• Exercise instructions: If a line below contains the word "doorway", count it. Please give the total and nothing else.

-------- Stored data

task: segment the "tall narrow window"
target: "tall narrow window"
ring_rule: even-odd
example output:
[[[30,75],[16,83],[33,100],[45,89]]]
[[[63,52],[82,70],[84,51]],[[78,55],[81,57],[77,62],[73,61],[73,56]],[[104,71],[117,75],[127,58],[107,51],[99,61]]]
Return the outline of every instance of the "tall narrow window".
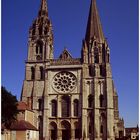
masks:
[[[105,55],[106,55],[106,51],[105,51],[105,43],[102,45],[102,61],[105,62]]]
[[[100,65],[100,75],[106,76],[106,69],[104,65]]]
[[[43,117],[42,116],[38,116],[38,121],[39,121],[39,138],[42,140],[43,139]]]
[[[103,71],[103,66],[102,65],[100,65],[100,75],[104,76],[104,71]]]
[[[31,67],[31,80],[35,79],[35,68]]]
[[[99,54],[98,54],[98,48],[95,48],[94,50],[94,62],[99,63]]]
[[[40,47],[39,47],[39,53],[42,54],[42,52],[43,52],[43,48],[42,48],[42,45],[40,45]]]
[[[42,35],[42,27],[39,27],[39,35]]]
[[[57,116],[57,101],[52,100],[52,116],[56,117]]]
[[[43,71],[43,67],[40,67],[40,79],[41,79],[41,80],[44,79],[44,71]]]
[[[36,54],[42,54],[43,52],[43,42],[42,41],[37,41],[36,45]]]
[[[93,96],[92,95],[88,96],[88,107],[89,108],[93,107]]]
[[[106,117],[105,113],[101,113],[100,116],[100,134],[104,135],[106,128]]]
[[[39,49],[39,47],[38,47],[38,46],[36,46],[36,54],[38,54],[38,52],[39,52],[39,51],[38,51],[38,49]]]
[[[62,97],[62,117],[69,117],[70,115],[70,99],[68,96]]]
[[[50,128],[50,140],[57,140],[57,124],[55,122],[51,122],[49,128]]]
[[[38,109],[42,110],[42,99],[38,99]]]
[[[78,116],[78,108],[79,108],[79,101],[75,99],[74,100],[74,116]]]
[[[104,96],[101,94],[100,95],[100,107],[103,107],[103,100],[104,100]]]

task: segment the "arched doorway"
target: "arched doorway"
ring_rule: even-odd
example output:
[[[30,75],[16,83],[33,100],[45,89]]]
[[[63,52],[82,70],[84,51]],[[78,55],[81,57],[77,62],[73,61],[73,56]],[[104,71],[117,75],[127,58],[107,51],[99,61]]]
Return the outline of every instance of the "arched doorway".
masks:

----------------

• Finished exercise: 3